▸ EXERCISE AIM: Return each entry exactly, omitting nothing.

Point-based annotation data
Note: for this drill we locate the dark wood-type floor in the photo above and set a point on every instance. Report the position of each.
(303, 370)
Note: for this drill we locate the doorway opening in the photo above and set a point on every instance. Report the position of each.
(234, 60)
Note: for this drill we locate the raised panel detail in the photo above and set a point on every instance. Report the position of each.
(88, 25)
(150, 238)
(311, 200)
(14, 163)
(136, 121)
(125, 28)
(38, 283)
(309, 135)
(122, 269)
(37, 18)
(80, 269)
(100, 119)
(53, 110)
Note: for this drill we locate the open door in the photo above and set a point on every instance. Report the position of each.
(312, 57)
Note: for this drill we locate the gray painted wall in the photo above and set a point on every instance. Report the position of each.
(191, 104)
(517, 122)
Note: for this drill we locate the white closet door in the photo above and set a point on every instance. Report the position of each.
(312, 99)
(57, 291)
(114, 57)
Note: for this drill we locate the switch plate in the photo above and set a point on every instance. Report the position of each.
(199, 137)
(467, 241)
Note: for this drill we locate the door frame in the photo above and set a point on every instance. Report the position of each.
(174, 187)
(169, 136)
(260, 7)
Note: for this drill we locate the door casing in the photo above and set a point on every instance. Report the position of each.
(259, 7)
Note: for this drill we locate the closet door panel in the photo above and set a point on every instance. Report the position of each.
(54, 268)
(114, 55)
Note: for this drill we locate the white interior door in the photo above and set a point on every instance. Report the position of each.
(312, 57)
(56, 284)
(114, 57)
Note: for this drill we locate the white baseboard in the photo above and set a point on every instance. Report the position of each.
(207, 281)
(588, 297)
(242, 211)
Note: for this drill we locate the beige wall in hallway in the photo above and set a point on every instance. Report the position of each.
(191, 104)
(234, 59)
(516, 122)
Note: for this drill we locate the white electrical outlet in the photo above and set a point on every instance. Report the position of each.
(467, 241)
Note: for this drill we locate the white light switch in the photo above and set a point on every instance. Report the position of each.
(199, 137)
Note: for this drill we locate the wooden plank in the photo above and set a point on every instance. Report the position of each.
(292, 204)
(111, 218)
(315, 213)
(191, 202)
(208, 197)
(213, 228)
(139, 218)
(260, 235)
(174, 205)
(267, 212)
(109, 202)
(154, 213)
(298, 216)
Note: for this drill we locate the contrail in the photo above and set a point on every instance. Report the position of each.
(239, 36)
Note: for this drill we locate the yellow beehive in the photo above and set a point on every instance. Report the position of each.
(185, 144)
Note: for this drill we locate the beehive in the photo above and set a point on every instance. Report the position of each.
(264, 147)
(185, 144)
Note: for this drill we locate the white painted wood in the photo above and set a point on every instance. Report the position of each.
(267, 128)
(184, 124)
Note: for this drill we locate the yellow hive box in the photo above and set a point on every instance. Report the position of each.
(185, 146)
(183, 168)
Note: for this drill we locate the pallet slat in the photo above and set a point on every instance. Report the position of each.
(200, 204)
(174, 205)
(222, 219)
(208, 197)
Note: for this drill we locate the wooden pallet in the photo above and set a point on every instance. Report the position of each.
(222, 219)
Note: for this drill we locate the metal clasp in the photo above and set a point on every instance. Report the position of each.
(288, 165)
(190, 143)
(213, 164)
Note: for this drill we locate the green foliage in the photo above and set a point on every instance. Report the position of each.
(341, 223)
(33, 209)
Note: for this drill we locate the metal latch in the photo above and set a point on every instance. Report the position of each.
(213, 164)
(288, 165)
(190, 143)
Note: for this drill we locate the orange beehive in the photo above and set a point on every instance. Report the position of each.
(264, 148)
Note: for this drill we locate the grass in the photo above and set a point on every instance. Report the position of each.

▸ CORRECT ANSWER:
Note: for this drill we locate the dark wood-type floor in the photo above and set a point on every instance. Report the position of each.
(303, 370)
Note: for this drill we locate the doorway opening in the photo above and set a point on every instance. Report the position of each.
(234, 60)
Note: for this drill we locate the raised panel detail in the photo above and set a point on every instance. Report the position of each.
(88, 25)
(150, 238)
(311, 200)
(14, 163)
(136, 121)
(125, 28)
(38, 283)
(309, 135)
(122, 269)
(37, 18)
(80, 269)
(100, 119)
(53, 110)
Note: for this drill we locate the open door in the photo above and set a point on every instance. Report the position of each.
(312, 57)
Note: for this drill we locate the gray painted wall in the photo above and set a point on every instance. Report the position of each.
(191, 104)
(517, 122)
Note: for this drill we locate the white closet door in the photo above and set a point on every instance. Report the position of each.
(312, 99)
(57, 291)
(114, 57)
Note: for this drill we locate the switch plate in the photo above and set a point on every instance. Report the position of each.
(199, 137)
(467, 241)
Note: for this drill we locate the door frame in the photo above and set a point on every instance. Report the position of each.
(174, 187)
(169, 136)
(260, 7)
Note: for this drill we locate the door casing in the photo above and set a point on every instance. Report the position of each.
(259, 7)
Note: for this drill we locate the closet door panel in the photo above and set a point on every instance. Report the position of each.
(54, 268)
(114, 55)
Note: for this drill we locate the white interior door in the photo above and set a point on every instance. Report the position of each.
(312, 57)
(56, 284)
(114, 57)
Note: for this drill we locate the white baseboard in the photo above and set a point on every instance. Report the position of each.
(207, 281)
(588, 297)
(242, 211)
Note: for this drill we locate the beige wall in hallway in the photo above and set a point on every instance. Report the position of each.
(191, 104)
(234, 59)
(516, 122)
Note: for this drill we locate the white electrical outlet in the photo above and set a point on every instance. Report the position of each.
(467, 241)
Note: for this drill we locate the white light switch in the photo above and set a point on every instance. Report the position of each.
(199, 137)
Note: for this drill we locate the wooden plank in the photo above and set a point on every instance. Report the position of each.
(292, 204)
(111, 218)
(315, 213)
(191, 202)
(208, 197)
(213, 228)
(139, 218)
(260, 235)
(174, 205)
(267, 212)
(109, 202)
(154, 213)
(298, 216)
Note: for this drill we locate the contrail in the photo above and set a point on every instance. Report the position of each.
(239, 36)
Note: for this drill we locate the yellow beehive in the photo above and set a point on every instance. Report the position of each.
(185, 144)
Note: for this drill we locate the beehive in the photo above and set a point on every instance. Report the position of each.
(264, 147)
(185, 144)
Note: for this drill we locate the white painted wood in the photo above and set a point on every instance. Report the position of each.
(267, 128)
(184, 124)
Note: for this drill we locate the yellow hive box in the photo above and set a point on every instance. Report the position of each.
(185, 146)
(183, 168)
Note: for this drill we locate the pallet slat in the photo above and set a point on every instance. Report the position of each.
(200, 204)
(174, 205)
(222, 219)
(208, 197)
Note: for this drill we locate the wooden pallet in the photo above and set a point on every instance. Report the position of each.
(222, 219)
Note: for this drill we locate the metal clasp in the photo above and set a point on every instance. Report the position of each.
(288, 165)
(190, 143)
(213, 164)
Note: for this drill we locate the green foliage in the photo above and set a point on every instance. Report the position of each.
(341, 223)
(33, 209)
Note: for this drill we locate the metal latch in the photo above and set a point on every instance. Report the position of each.
(213, 164)
(288, 165)
(190, 143)
Note: for this drill we locate the orange beehive in the photo above and set a point on every instance. Report the position of each.
(264, 148)
Note: for this drill we locate the grass in the photo above and set a point on every instance. Report the position of each.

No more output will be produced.